**Written exercise 1:**
Transcribe everything in the rafting thread from "Two days later" down to "rafting saftey speach.".

**Quoted text:**
= = =

I used to be a paid guide. I was never a 'pro'. I did it because that is what I liked and I could get on the water and afford to do so. I am in ski patrol for the same reason: the things I like to do cost bucks, if I like doing something I might as well make it as economically feasible as I can.

There have been times when I have had more friends wanting to get on the river than I could take. When this has happened I have recruited friends with guiding experience to help out. I have encouraged my friends to tip their guide in instances like these. What do you think about this practice? Is it honorable?


----------



## BoscoBoater (Jul 11, 2006)

*The Pirates side of the story!*

Here is the pirates own version of the now infamous incident as posted in the boater talk "raft zone". 



BoaterTalk: RaftZone: DNR Nabs "Pirates"



Quote: ""There has been a lot of hub-bub lately about the "pirate" incident on the New River in Wv at the end of the season. Until now there has been only one side of the story that has been published... My name is Jim Lujan and this is my side of the story. 
About the end of July I recieved a random phone call from a guy who claimed that while he was on an ATV tour he had talked to a guest that had been rafting recently. He told me that she had recommended me because she had a good time and that I was safe. He also told me that he had a crew working construction for him and that he wanted to reward by taking them rafting. The person that he claimed had recommended me was an actual guest I had taken down the river while on a commercial trip I had worked for Rivers Expidations. 
He wanted to know how much it would cost to do a private trip because they wanted to be able to drink beer on the river and not be in a hurry. At his point I told him that he couldn't pay but I could accept a tip at the end of the trip to help cover cost. I didn't hear back from him for about 3 weeks. Meanwhile New River season is winding down and I was doing construction work getting ready for gauley season when I sustained a hernia. 
After about 3 to 4 weeks after the initial call he calls me out of the blue once again wanting to go rafting. At this point I could no longer do the trip myself and asked if a buddy of mine could help me out. I thought I was doing a favor for a loyal guest so I wanted these guys to have a good time. He again asked how much it was going to cost and I told him since I wasn't going to be able to guide we woud have to come up with 20 to 30 bucks apiece in order to cover expenses. 
That's where they got me. 
Two days later 7 guys showed up up at the house around noon ready to go rafting. In that time a friend had arrived from Colorado and stopped by to visit. I talked her into helping me run shuttle and off we went. On the way to the river we stopped for beer at D and L Packette and we headed to the put in at Cunard. 
Since there were 7 people, the girl helping with shuttle was talked into taking one of the guest in a shredder so we would have 2 boats instead of one. While the two of them were getting the boats ready I got everyone suited up and gave them the standard commercial rafting saftey speach. 
When we were almost ready to leave the guy I had talked to on the phone comes up and hands me $200, said he didn't want to lose it on the river and that the other guys were prepared to leave a tip at the end. I took the money and no sooner did I see the DNR truck come pulling in. When I noticed the truck I quickley informed everyone that if asked by the DNR that nobody had paid and it was a shared expense trip if anything.

= = =

**Dataset entries:**
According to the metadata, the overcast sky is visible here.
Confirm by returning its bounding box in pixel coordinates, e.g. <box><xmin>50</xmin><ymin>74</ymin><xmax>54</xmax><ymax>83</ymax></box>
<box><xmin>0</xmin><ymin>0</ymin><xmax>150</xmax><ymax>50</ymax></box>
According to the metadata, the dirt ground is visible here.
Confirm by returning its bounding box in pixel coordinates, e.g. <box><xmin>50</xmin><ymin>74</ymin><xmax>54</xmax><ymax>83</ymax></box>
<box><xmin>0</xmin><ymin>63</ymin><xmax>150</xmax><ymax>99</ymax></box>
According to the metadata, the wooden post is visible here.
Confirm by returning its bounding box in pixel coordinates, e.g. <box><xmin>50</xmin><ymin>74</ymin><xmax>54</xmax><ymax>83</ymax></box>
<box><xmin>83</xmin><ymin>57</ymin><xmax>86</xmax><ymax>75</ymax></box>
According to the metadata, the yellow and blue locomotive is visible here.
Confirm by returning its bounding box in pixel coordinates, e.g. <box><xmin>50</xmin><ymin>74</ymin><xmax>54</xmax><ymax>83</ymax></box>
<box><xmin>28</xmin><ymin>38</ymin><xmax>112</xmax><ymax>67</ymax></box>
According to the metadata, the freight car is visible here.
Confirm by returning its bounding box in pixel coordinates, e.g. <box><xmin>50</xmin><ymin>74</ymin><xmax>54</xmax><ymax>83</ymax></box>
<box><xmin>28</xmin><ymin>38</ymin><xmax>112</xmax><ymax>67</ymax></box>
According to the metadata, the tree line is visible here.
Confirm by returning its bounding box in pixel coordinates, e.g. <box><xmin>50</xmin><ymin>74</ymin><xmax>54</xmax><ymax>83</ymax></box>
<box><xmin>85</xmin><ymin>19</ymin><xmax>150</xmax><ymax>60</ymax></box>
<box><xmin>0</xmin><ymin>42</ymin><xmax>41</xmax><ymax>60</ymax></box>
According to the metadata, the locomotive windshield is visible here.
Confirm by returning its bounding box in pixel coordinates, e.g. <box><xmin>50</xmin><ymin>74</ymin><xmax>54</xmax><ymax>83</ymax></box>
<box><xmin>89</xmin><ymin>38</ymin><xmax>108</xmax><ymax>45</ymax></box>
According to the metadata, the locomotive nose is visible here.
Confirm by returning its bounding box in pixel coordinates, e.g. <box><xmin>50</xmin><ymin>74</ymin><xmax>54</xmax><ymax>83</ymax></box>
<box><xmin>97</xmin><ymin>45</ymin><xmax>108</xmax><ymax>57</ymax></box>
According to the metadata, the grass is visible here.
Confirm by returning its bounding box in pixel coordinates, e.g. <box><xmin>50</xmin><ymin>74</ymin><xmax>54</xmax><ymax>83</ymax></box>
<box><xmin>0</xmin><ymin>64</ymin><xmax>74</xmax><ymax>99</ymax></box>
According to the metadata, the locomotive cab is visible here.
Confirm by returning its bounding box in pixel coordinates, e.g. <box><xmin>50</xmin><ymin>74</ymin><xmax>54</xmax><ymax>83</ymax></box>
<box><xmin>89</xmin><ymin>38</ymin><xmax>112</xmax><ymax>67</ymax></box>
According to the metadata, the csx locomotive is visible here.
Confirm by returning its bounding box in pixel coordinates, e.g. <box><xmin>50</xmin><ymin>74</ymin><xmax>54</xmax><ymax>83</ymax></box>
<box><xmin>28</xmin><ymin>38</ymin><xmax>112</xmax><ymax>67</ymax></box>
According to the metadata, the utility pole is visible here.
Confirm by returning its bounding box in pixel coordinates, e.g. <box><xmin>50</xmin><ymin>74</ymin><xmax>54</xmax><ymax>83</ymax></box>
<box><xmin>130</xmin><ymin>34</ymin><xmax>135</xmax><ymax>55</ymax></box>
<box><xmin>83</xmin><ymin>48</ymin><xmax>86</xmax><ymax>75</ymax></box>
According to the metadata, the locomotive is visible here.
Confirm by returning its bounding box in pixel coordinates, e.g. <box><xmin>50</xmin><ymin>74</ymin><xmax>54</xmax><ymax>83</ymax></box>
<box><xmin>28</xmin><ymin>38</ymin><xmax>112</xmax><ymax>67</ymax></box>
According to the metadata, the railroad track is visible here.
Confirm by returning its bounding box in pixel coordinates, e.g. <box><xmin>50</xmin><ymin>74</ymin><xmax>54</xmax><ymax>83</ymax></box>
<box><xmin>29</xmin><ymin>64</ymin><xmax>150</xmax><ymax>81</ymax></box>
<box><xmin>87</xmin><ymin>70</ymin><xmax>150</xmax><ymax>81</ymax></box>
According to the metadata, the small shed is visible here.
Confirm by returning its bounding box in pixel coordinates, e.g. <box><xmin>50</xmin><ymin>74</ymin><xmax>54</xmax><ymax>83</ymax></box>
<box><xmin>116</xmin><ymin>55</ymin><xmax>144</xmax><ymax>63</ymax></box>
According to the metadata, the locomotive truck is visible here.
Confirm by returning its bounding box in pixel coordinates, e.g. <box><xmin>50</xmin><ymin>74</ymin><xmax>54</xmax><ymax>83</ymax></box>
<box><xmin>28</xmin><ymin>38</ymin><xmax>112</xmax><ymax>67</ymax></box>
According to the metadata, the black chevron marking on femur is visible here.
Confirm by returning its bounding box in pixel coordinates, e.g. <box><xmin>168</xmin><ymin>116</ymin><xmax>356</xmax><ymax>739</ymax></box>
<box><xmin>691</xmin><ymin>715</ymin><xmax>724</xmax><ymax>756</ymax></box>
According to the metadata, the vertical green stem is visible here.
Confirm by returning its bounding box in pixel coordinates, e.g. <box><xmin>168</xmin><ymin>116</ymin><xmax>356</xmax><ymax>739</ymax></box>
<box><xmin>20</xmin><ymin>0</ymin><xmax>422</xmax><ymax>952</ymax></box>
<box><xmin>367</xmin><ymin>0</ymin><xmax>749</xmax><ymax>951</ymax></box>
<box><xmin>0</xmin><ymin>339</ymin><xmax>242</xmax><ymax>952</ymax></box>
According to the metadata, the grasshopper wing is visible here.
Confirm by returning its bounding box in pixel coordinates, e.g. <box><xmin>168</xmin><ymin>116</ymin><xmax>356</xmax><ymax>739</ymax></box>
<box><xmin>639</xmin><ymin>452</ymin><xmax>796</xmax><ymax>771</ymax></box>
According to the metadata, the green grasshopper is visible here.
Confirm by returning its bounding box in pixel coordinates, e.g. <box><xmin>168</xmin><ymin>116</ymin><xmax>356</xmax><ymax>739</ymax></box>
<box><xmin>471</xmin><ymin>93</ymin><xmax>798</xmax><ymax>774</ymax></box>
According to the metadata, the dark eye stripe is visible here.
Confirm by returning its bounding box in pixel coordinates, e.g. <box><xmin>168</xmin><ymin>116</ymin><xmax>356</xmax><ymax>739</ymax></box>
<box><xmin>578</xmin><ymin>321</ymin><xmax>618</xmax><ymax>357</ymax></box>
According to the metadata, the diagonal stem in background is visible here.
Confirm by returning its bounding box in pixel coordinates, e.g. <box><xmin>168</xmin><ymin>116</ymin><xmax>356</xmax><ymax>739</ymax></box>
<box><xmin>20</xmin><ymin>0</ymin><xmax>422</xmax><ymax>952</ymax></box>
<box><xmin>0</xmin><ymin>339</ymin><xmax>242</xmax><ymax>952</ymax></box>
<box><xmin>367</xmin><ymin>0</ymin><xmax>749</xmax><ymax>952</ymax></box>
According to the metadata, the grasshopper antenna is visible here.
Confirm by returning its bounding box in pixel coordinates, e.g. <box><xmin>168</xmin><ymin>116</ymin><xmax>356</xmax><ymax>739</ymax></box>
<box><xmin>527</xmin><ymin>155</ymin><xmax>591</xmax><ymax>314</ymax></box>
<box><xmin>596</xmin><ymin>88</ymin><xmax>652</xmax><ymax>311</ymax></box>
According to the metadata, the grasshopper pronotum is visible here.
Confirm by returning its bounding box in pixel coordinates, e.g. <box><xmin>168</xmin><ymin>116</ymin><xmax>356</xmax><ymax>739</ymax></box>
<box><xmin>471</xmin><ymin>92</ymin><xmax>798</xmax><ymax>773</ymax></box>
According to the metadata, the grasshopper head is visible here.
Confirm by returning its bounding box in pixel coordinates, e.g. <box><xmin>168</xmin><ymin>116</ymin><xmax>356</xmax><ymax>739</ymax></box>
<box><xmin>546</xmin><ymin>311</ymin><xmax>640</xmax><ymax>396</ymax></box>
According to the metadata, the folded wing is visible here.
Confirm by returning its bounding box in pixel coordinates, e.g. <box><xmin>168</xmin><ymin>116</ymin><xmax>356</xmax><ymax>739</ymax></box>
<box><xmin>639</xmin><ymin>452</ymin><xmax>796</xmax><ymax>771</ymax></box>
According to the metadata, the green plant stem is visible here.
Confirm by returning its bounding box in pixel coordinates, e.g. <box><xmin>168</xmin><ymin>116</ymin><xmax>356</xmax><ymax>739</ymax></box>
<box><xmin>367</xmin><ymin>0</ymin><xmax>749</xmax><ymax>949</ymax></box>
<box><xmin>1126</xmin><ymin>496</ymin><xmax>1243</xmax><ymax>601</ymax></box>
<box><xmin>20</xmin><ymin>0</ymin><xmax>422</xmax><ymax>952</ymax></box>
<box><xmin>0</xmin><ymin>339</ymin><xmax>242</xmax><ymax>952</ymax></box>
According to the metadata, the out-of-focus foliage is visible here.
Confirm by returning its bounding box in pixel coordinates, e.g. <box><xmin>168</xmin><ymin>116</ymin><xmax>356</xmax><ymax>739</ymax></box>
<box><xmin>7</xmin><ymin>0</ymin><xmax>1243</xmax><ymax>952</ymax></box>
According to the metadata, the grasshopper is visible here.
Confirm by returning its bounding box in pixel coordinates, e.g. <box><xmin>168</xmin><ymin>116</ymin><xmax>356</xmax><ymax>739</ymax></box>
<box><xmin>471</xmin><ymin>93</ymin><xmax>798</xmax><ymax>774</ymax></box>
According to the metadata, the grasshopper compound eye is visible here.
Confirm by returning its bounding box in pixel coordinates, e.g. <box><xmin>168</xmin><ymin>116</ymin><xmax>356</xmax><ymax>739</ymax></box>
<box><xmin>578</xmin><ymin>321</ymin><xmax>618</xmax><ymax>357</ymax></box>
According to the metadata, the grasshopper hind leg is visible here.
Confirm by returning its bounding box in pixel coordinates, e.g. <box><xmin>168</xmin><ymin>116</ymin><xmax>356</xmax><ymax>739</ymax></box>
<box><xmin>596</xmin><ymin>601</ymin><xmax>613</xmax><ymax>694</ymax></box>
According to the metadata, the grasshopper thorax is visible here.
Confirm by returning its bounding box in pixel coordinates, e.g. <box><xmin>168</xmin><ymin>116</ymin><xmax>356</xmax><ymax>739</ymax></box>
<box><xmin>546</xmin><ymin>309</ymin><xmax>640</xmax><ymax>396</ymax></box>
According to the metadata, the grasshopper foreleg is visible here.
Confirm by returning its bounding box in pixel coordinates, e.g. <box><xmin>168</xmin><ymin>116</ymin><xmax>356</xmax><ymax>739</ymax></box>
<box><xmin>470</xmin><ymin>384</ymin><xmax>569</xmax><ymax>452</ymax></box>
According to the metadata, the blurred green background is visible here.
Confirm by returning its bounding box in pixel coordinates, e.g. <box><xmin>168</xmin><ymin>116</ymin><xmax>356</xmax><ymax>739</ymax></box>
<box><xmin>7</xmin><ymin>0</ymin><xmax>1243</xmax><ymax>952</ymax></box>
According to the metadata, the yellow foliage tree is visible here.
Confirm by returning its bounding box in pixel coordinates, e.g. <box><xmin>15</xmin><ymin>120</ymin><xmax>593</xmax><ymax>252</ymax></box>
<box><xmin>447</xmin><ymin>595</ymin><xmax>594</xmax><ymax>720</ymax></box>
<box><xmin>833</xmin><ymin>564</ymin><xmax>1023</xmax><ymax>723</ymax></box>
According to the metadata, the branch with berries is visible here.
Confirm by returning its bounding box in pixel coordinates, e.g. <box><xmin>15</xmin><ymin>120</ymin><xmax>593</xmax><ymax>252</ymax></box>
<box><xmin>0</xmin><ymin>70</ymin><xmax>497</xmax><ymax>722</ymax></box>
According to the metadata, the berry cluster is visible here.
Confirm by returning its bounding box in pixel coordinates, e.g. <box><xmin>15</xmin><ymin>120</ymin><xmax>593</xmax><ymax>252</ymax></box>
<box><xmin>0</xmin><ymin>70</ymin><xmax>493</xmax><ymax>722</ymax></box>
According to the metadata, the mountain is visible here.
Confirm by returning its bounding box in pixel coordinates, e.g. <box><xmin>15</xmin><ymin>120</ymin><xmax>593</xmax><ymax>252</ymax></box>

= = =

**Written exercise 2:**
Pick out each line of the entries above that contains the word "tree".

**Task response 1:**
Two days later 7 guys showed up up at the house around noon ready to go rafting. In that time a friend had arrived from Colorado and stopped by to visit. I talked her into helping me run shuttle and off we went. On the way to the river we stopped for beer at D and L Packette and we headed to the put in at Cunard. 
Since there were 7 people, the girl helping with shuttle was talked into taking one of the guest in a shredder so we would have 2 boats instead of one. While the two of them were getting the boats ready I got everyone suited up and gave them the standard commercial rafting saftey speach.

**Task response 2:**
According to the metadata, the tree line is visible here.
According to the metadata, the yellow foliage tree is visible here.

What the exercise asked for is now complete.